(Beginning of Selected excerpt)

Legionnaires' disease outbreak investigation toolbox

Download Page

2.5 Spatial data structure and interoperability

2.5.1 Spatial data model

Section's 2.1, 2.2, 2.3 and 2.4 provided an overview of the data required for a GIS-based investigation into the source of a Legionnaires' disease outbreak, providing some example schemas for the collection and storage of case data. For outbreaks in both individual countries and across borders there are significant benefits that can be realised if a common data model can be agreed that defines what data are collected and how it should be structured within a GIS. A commonly defined and understood schema makes the interpretation of the data easier, and also allows for more straightforward data integration in scenarios where data can be shared across borders. Even in scenarios where data cannot be shared there are still benefits that can be realised by sharing analytical tools and code that analyse data based on a common schema.

(End of Selected excerpt)

--- Exercise 1 ---
Update the passage on the spatial data model, starting at "2.5.1 Spatial data" and ending at "a common schema.", so that "borders" becomes "national boundaries" each time it appears.
--- Exercise 2 ---
Write what comes next in the passage on the spatial data model, picking up right after its last sentence.

(Beginning of Entries shown)

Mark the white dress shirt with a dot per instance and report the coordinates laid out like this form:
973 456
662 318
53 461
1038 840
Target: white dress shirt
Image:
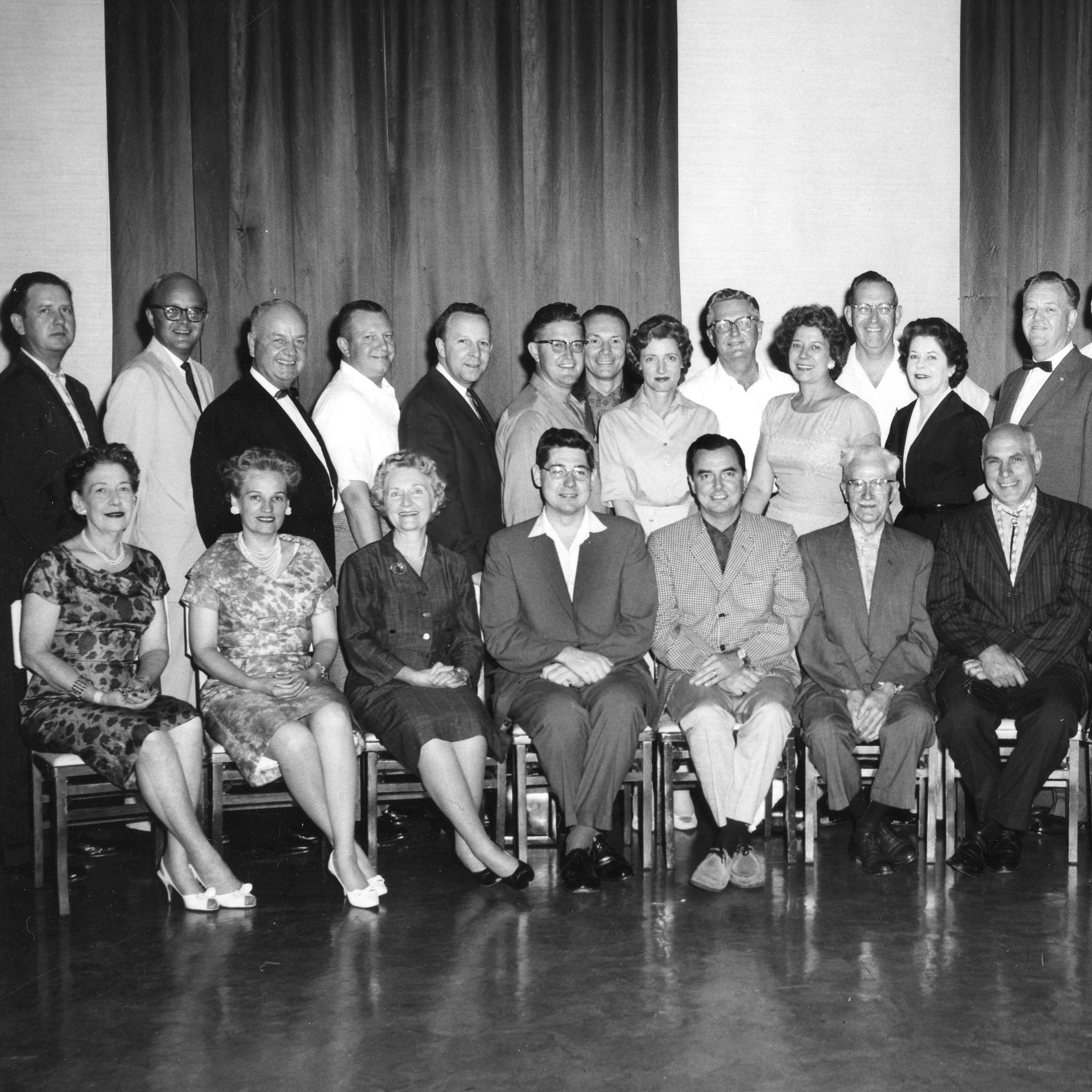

(End of Entries shown)

--- Answer space 1 ---
2.5.1 Spatial data model

Section's 2.1, 2.2, 2.3 and 2.4 provided an overview of the data required for a GIS-based investigation into the source of a Legionnaires' disease outbreak, providing some example schemas for the collection and storage of case data. For outbreaks in both individual countries and across national boundaries there are significant benefits that can be realised if a common data model can be agreed that defines what data are collected and how it should be structured within a GIS. A commonly defined and understood schema makes the interpretation of the data easier, and also allows for more straightforward data integration in scenarios where data can be shared across national boundaries. Even in scenarios where data cannot be shared there are still benefits that can be realised by sharing analytical tools and code that analyse data based on a common schema.

--- Answer space 2 ---
2.5.2 Spatial data format

Even with a commonly adopted data model it is still likely that individual nations will store data in different data formats. This will largely be influenced by the database platform(s) and GIS software used by those authorities responsible for identifying and responding to Legionnaires' disease outbreaks. Spatial data can be stored as flat files, often in proprietary formats such as ESRI shapefile or MapInfo TAB files, and also in 'open' formats, as defined by the OGC, such as GML and KML. Data can also be stored in databases using proprietary spatial data types such as Oracle SDO geometry, Microsoft SQL Server geography/geometry and PostGIS geometry, and using open data types such as the OGC WKB geometry format. Most modern GIS software has the capability to work directly with multiple file formats or be able to convert data into a useable format.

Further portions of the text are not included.